* **What to produce**: Reproduce the full listing below unchanged, apart from the pictures.

::: Data for the task

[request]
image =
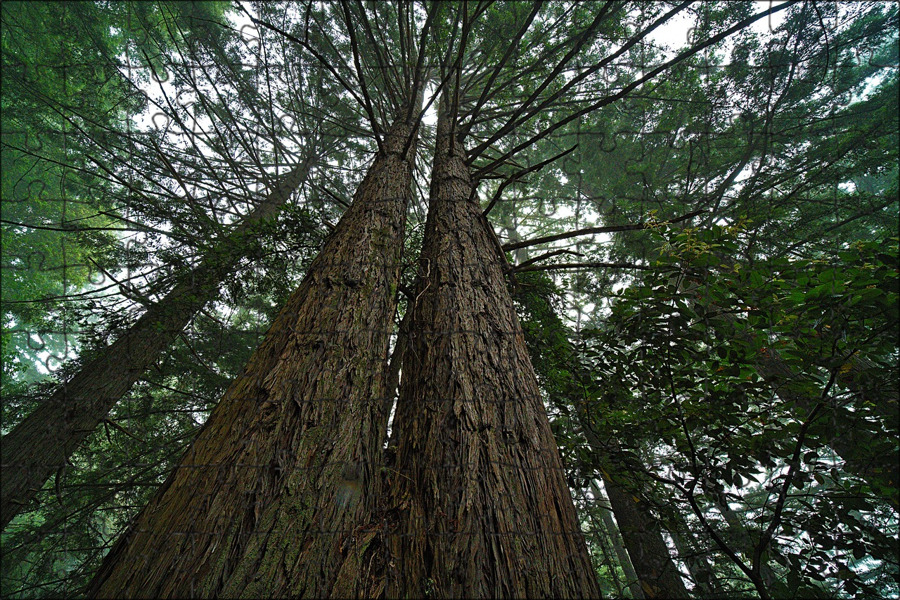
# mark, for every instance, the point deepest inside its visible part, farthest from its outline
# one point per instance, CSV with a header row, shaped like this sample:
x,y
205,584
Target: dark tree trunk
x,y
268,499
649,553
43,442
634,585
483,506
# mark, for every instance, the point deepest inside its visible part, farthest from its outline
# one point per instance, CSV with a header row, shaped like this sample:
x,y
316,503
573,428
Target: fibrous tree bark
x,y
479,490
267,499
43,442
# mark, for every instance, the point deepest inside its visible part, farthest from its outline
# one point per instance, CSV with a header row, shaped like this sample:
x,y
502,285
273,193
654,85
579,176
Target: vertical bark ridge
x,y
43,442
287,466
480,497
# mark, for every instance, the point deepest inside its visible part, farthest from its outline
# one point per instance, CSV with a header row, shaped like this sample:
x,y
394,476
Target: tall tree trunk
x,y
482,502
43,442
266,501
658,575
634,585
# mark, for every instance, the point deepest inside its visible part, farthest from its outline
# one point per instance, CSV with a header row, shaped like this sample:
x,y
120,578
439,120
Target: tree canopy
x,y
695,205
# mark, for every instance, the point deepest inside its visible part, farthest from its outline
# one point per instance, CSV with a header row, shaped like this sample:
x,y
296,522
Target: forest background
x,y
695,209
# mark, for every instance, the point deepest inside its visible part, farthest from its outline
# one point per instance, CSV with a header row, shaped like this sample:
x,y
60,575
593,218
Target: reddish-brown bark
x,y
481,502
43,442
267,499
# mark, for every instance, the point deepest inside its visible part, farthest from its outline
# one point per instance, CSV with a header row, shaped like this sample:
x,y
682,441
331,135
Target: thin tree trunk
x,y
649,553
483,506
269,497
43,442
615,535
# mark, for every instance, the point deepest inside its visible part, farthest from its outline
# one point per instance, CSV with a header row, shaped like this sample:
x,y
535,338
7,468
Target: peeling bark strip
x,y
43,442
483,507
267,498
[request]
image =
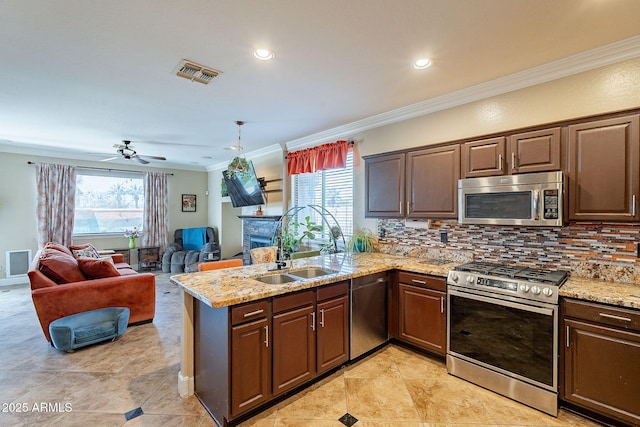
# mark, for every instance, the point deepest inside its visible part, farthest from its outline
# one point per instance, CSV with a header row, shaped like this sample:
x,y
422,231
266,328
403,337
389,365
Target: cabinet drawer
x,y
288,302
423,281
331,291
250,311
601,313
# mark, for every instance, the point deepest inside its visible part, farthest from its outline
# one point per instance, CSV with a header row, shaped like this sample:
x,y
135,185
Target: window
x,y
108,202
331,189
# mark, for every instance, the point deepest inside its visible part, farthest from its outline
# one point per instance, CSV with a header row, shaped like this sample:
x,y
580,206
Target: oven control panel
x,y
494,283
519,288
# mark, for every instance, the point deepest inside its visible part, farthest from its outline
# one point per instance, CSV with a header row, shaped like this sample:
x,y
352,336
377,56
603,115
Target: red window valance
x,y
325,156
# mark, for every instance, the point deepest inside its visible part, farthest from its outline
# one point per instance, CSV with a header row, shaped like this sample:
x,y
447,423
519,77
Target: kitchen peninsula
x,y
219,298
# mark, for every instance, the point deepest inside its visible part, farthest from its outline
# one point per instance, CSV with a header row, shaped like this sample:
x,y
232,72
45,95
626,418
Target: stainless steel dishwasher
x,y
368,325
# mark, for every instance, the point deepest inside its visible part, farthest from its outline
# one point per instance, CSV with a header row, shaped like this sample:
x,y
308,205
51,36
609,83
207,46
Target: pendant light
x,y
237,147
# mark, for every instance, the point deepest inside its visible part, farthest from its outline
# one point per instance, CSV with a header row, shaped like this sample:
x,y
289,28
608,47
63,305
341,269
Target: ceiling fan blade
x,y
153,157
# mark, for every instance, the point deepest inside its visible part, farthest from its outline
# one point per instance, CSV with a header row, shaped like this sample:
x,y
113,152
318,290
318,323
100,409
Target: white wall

::::::

* **Solution**:
[request]
image =
# mark, for every instance, the point deepest inside its visible part, farthest from its outline
# one point per instance, CSV with a header row, shaped like this sample:
x,y
205,584
Target: dark tree trunk
x,y
268,499
649,553
43,442
634,585
483,506
# mark, for every instance, the point deepest inside its visible part, farthest from its outline
# one point per instance, CSV with a header row, shaped like this sample:
x,y
316,503
573,428
Target: fibrous tree bark
x,y
479,490
267,499
43,442
# mark, for every instance, the point deepest inside its visible part, farthest from its outline
# one point per instance, CSV with a header row, shaped like this sample:
x,y
502,285
273,193
654,85
579,176
Target: vertical bark ridge
x,y
43,442
287,466
480,497
# mark, for every instance, the point deepest inside its visible part, farthest from its outline
# one point per instance, CSV with a header row, shaped like this sample:
x,y
394,476
Target: tall tree trunk
x,y
482,502
43,442
266,501
658,575
634,585
# mark, for every instance, the point deepest inside its visible part, farthest from its outline
# one point per instance, CSV with a header row, shaped like this sample:
x,y
120,578
439,120
Target: tree canopy
x,y
695,205
# mark, for every instance, the point deepest inside its visible part, farthest from its outline
# one point per instance, CSV with a header row, shaped like this sample:
x,y
296,522
Target: forest background
x,y
695,209
# mark, for every instance, the point deepest inside its visible part, farthest from its outline
# one point per instance, CSV with a header row, shaped like this sample:
x,y
60,575
593,218
Target: reddish-brown bark
x,y
481,502
43,442
267,499
# mark, for every instance, the point deepest inside its visible part, farthest from its outline
# one point per instance, CSV with a header row, shaped like this sample:
x,y
682,441
331,135
Target: thin tree trunk
x,y
649,553
483,506
269,497
43,442
615,535
# mark, for every instance, the point deepest inside its visible part, farthest from its outline
# one point per instance, CSV with a header row, shaped like this sample:
x,y
535,338
7,468
Target: peeling bark strip
x,y
43,442
483,507
267,498
[request]
image =
# mark, for every instance, the point deepest inside its visible part, farthest from its outline
# one point per instance, CSV with a header row, shaped like this sample:
x,y
422,231
266,328
403,337
389,365
Target: cabinet drawer
x,y
288,302
423,281
331,291
250,311
601,313
# mark, for every instance, the point deepest inside its visible part, farthest from its outline
# one point per instance, CSV with a header row, shaped like this sample:
x,y
135,185
Target: window
x,y
108,202
331,189
# mark, for every instance, the point deepest inside its visible part, farthest from its outline
# one point per instance, CSV with a header row, shaped like this sample:
x,y
580,206
Target: oven control panel
x,y
494,283
519,288
# mark, for every instance, the point deepest inside its visible part, farthest from its outline
# one point per instance, CSV with a header row, shaped like this sample:
x,y
352,336
377,56
603,115
Target: red window valance
x,y
325,156
# mark, for every instance, the point deepest inside its visible part, farthest from its outline
# one point per instance, CSV with a header row, shaped like this sample:
x,y
447,423
519,77
Target: kitchen peninsula
x,y
219,298
# mark, for every instance, the point deepest inside its visible part, farthest from its outline
# one point per instance, CSV with a header row, shaped like this sample:
x,y
232,72
45,95
626,418
Target: stainless steel dishwasher
x,y
368,325
# mark, for every instance, the point deepest inside its visible part, farthest from its outline
# one point per instance, CSV with a header row, shaped like this sample:
x,y
308,205
51,36
609,83
207,46
Target: pendant light
x,y
237,147
# mark, for every instance, the point deepest inside its visible part, farthest from its outline
# one point per instance, CSV with a header row, shaped like this sample:
x,y
289,28
608,47
63,305
341,269
Target: ceiling fan blade
x,y
153,157
# mark, for every instance, the point deepest inside its visible part, farthest from its outline
# one point per instance, CSV with a header row, shaped like this sample:
x,y
113,152
318,290
318,323
100,409
Target: white wall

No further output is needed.